# start of Provided records

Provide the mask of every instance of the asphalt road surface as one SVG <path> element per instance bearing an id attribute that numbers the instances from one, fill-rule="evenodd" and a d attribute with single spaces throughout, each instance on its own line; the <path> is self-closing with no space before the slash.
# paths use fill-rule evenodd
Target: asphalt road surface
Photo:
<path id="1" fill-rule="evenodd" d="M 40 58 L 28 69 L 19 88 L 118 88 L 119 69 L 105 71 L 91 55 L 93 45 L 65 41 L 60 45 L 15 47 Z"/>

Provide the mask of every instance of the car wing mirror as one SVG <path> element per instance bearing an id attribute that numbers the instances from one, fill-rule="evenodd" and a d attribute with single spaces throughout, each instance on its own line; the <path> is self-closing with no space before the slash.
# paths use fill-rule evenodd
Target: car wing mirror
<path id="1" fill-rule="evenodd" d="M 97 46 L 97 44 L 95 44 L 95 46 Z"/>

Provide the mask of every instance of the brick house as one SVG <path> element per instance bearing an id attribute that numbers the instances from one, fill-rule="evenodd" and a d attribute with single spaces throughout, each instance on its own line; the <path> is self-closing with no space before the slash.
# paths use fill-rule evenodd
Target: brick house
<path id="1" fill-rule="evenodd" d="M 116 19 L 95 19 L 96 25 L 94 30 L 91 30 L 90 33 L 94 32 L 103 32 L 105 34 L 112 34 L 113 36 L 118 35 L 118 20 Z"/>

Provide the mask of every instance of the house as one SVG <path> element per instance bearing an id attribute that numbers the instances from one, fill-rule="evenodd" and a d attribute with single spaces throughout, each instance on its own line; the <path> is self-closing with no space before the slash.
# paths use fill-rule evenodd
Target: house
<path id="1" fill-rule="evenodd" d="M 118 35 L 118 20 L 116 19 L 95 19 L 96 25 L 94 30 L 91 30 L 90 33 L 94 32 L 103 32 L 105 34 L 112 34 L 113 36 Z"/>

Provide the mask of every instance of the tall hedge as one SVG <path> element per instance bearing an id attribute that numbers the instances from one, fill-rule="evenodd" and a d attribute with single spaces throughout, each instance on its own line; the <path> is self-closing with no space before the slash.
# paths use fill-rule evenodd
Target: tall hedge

# end of Provided records

* [Task]:
Render the listing above as a JSON array of strings with one string per line, leaving out the blank lines.

* [Task response]:
[
  "Provide the mask of every instance of the asphalt road surface as one SVG <path> element per instance bearing an id attribute that numbers the instances from one, fill-rule=\"evenodd\" and a d attribute with single spaces throughout, each instance on its own line; the <path> is self-closing with no space before the slash.",
  "# paths use fill-rule evenodd",
  "Target: asphalt road surface",
  "Photo:",
  "<path id=\"1\" fill-rule=\"evenodd\" d=\"M 40 58 L 28 69 L 19 88 L 118 88 L 119 69 L 105 71 L 91 55 L 93 45 L 65 41 L 60 45 L 15 47 Z\"/>",
  "Provide the mask of every instance of the car wing mirror as one SVG <path> element per instance bearing an id attribute that numbers the instances from one, fill-rule=\"evenodd\" and a d attribute with single spaces throughout, each instance on its own line; the <path> is self-closing with no space before the slash.",
  "# paths use fill-rule evenodd",
  "Target: car wing mirror",
  "<path id=\"1\" fill-rule=\"evenodd\" d=\"M 97 46 L 97 44 L 95 44 L 95 46 Z\"/>",
  "Provide the mask of every instance of the brick house as one SVG <path> element per instance bearing an id attribute that numbers the instances from one, fill-rule=\"evenodd\" and a d attribute with single spaces throughout, each instance on its own line; the <path> is self-closing with no space before the slash.",
  "# paths use fill-rule evenodd",
  "Target: brick house",
  "<path id=\"1\" fill-rule=\"evenodd\" d=\"M 116 19 L 95 19 L 96 25 L 94 30 L 91 30 L 90 33 L 94 32 L 103 32 L 105 34 L 112 34 L 113 36 L 118 35 L 118 20 Z\"/>",
  "Provide the mask of every instance of the house as one SVG <path> element per instance bearing an id attribute that numbers the instances from one, fill-rule=\"evenodd\" and a d attribute with single spaces throughout, each instance on its own line; the <path> is self-closing with no space before the slash.",
  "# paths use fill-rule evenodd",
  "Target: house",
  "<path id=\"1\" fill-rule=\"evenodd\" d=\"M 118 35 L 118 20 L 116 19 L 95 19 L 96 25 L 94 30 L 91 30 L 90 33 L 94 32 L 103 32 L 105 34 L 112 34 L 113 36 Z\"/>",
  "Provide the mask of every instance of the tall hedge as one SVG <path> element per instance bearing an id attribute that numbers the instances from one, fill-rule=\"evenodd\" and a d attribute with single spaces throughout, each instance on its own line; the <path> is self-closing with no space before the slash.",
  "# paths use fill-rule evenodd",
  "Target: tall hedge"
]